→ **Textabschnitt**:
▶
4. In den Taufbüchern der Pfarrei des Antragstellers oder seiner Partnerin wird vermerkt, daß der Ortsordinarius zu befragen sei, falls eine Information oder Dokumente benötigt werden.

VI. Auflagen an den dispensierten Priester

1. An sich darf sich ein laisierter und von seinen Weihepflichten entbundener Priester nicht dort aufhalten, wo sein priesterlicher Status bekannt ist. Dies gilt um so mehr für einen bereits verheirateten Priester. Der Ordinarius des Aufenthaltsortes des Antragstellers kann jedoch, sofern notwendig, in gemeinsamer Beratung mit dem Inkardinationsordinarius oder dem höheren Ordensoberen, von dieser Klausel des Reskriptes dispensieren, wenn nicht vorauszusehen ist, daß die Anwesenheit des dispensierten Antragstellers zu einem Ärgernis führt.

2. Dem Ordinarius des Aufenthaltsortes des Antragstellers steht zusammen mit dem Diözesan- oder Ordensvorgesetzen die Entscheidung zu, auf welche Weise die Dispens wie auch die Eheschließung geheim zu halten ist, oder wie sie unter gebührenden Vorsichtsmaßnahmen den Verwandten, Freunden und dem Arbeitgeber mitgeteilt werden kann, damit auf den guten Ruf des Antragstellers sowie auf seine neuen gesellschaftlichen und wirtschaftlichen Rechte, die nun die eines Laien und Verheirateten sind, Rücksicht genommen wird.
◀
→ **Extrahiertes Material**:
▶
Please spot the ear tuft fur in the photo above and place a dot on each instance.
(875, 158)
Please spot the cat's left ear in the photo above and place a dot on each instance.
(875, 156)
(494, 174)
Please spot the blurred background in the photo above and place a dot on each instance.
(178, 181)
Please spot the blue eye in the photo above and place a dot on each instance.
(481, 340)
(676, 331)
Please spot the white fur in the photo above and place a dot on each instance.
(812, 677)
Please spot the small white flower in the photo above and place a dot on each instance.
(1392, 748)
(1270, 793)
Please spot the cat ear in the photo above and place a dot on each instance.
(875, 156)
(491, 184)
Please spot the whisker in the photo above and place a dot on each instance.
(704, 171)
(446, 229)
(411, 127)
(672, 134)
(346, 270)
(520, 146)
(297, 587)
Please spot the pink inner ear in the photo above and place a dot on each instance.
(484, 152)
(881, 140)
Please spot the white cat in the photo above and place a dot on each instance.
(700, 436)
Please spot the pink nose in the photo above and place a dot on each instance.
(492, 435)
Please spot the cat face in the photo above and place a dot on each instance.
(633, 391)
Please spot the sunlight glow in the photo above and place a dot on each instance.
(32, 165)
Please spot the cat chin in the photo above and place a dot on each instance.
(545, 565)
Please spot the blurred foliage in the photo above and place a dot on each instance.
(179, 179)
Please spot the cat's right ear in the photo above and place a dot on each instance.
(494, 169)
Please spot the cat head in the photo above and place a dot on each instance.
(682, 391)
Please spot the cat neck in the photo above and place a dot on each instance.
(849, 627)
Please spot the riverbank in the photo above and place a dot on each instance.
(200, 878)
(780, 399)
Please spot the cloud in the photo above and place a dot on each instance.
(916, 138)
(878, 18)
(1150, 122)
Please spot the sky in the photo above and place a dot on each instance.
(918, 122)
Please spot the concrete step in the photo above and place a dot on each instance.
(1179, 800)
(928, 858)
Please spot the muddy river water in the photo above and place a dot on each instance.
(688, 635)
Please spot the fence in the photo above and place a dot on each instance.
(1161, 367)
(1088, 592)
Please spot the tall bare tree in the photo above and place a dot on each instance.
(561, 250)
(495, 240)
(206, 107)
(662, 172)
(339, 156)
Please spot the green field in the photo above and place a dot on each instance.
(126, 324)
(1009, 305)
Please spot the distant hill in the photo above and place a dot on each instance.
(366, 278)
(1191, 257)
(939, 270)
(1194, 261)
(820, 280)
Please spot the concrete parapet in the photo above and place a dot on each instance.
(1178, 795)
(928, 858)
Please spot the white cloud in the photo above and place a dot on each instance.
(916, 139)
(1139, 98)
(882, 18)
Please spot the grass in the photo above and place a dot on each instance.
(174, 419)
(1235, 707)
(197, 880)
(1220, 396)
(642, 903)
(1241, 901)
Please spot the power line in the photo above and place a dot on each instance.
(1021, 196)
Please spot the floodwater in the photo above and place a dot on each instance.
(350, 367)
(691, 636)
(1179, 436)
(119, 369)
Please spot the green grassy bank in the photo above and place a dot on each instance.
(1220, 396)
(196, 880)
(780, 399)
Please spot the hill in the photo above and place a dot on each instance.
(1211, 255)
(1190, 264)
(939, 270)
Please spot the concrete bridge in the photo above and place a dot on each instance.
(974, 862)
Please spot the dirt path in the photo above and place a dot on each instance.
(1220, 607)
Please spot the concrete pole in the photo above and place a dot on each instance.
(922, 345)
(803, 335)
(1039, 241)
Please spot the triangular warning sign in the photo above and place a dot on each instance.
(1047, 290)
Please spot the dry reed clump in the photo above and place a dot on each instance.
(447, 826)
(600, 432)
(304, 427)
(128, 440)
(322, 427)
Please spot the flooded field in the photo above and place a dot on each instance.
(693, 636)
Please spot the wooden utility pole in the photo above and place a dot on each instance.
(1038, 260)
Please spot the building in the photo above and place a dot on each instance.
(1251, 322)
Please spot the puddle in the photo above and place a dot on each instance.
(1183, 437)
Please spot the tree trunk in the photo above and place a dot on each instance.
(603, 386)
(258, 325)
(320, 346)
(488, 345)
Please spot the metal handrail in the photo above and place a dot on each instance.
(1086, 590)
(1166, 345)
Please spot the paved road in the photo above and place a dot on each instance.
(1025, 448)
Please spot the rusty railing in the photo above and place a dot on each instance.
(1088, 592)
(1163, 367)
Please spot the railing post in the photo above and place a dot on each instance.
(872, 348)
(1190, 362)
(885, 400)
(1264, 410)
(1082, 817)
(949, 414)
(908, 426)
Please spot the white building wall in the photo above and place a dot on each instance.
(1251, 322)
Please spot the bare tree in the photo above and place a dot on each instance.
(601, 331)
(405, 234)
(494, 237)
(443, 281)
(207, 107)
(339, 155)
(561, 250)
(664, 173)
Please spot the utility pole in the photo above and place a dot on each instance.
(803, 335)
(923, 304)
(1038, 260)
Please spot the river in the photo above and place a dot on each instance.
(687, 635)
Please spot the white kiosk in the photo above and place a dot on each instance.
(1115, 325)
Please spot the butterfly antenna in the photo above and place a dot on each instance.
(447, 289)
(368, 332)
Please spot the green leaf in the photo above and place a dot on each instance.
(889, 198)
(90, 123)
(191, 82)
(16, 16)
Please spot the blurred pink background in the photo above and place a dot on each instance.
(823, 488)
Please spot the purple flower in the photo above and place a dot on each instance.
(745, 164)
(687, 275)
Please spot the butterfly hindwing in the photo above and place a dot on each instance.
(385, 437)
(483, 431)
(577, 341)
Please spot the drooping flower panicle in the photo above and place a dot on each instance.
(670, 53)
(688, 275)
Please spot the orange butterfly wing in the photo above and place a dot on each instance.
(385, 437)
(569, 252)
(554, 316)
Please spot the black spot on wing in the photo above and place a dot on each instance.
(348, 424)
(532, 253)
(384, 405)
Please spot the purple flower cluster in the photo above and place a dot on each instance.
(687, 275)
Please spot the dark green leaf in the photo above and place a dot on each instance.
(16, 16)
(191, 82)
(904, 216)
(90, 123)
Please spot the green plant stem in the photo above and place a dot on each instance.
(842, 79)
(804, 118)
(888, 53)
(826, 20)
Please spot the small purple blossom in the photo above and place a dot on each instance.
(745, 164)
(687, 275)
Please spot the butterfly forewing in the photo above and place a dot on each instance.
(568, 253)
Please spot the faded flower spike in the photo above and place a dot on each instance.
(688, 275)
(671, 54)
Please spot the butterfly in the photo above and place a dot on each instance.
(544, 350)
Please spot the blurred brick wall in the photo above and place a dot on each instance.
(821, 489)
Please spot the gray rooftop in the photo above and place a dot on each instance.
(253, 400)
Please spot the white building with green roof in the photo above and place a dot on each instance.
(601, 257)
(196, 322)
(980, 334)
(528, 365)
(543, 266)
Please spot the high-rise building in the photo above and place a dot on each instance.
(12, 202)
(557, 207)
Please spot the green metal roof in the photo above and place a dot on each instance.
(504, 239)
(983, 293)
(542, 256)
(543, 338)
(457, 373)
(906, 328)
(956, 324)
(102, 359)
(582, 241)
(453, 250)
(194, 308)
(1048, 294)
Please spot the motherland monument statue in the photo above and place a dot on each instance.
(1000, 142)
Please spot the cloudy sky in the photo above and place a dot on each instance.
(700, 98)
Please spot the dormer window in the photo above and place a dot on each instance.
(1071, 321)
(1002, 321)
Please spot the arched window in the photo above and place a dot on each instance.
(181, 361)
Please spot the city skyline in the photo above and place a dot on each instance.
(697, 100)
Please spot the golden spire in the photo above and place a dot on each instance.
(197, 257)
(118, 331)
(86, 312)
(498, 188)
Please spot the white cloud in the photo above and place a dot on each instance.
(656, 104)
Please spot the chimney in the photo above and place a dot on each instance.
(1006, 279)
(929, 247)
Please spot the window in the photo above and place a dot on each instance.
◀
→ **Aufgabenziel**:
In welchen Büchern wird laut Textabschnitt vermerkt, dass der Ortsordinarius zu befragen sei, falls Informationen oder Dokumente benötigt werden? Das Material ist hierfür ohne Bedeutung.

→ **Lösung**:
In den Taufbüchern der Pfarrei des Antragstellers oder seiner Partnerin.